** SELECTED TEXT **
---*---

Nearly 40 million are out of work but McConnell wants benefits to stop anyway
As 2.4 million more applied for unemployment insurance, Senate Majority Leader Mitch McConnell said he will not extend the added $600 weekly benefit.
Another 2.4 million Americans filed jobless claims last week, bringing the total number of Americans out of work to 38.6 million, the Department of Labor reported on Thursday.
The news comes as Senate Majority Leader Mitch McConnell has vowed to end the additional $600 weekly payment unemployed Americans are receiving under provisions of the $2 trillion CARES Act Congress passed in March.
According to Politico, McConnell told House Republicans on Wednesday that the additional payments “will not be in the next bill.”
The $600 addition to unemployment payments is set to expire at the end of July.
House Democrats passed a bill last week that would extend the extra benefits through the end of the year.
A blog entry posted by the nonpartisan Economic Policy Institute charges that Republicans’ criticism of the increased benefits is “either ill-informed or in bad faith.” The added unemployment insurance, it says, “has been the best response yet to the economic shock of the coronavirus and should be extended.”

---*---

** INFORMATION PROVIDED **
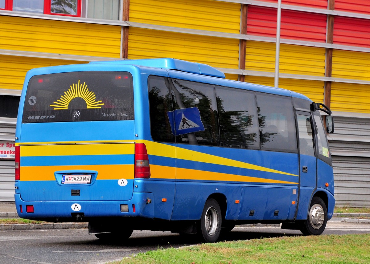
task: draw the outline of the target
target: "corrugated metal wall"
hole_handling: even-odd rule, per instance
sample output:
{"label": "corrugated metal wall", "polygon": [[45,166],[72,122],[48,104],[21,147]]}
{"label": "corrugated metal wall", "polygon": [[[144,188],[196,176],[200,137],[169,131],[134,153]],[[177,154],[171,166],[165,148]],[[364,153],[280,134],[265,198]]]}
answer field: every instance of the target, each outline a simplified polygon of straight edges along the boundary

---*---

** YOUR TASKS **
(1) List every count of people given in millions in the jobless-benefits article, with each figure named once.
(2) Answer these questions from the jobless-benefits article:
(a) Which agency reported the new jobless claims?
(b) When is the $600 addition to unemployment payments set to expire?
(c) Which outlet reported what McConnell told House Republicans?
(3) Revise part of the jobless-benefits article, beginning at the words "Another 2.4 million" and stopping after "of the year.". Replace "last week" with "this past week" each time it appears.
Answer using only the article.

** REPLIES **
(1)
Nearly 40 million
2.4 million
38.6 million

(2)
(a) The Department of Labor
(b) At the end of July
(c) Politico

(3)
Another 2.4 million Americans filed jobless claims this past week, bringing the total number of Americans out of work to 38.6 million, the Department of Labor reported on Thursday.
The news comes as Senate Majority Leader Mitch McConnell has vowed to end the additional $600 weekly payment unemployed Americans are receiving under provisions of the $2 trillion CARES Act Congress passed in March.
According to Politico, McConnell told House Republicans on Wednesday that the additional payments “will not be in the next bill.”
The $600 addition to unemployment payments is set to expire at the end of July.
House Democrats passed a bill this past week that would extend the extra benefits through the end of the year.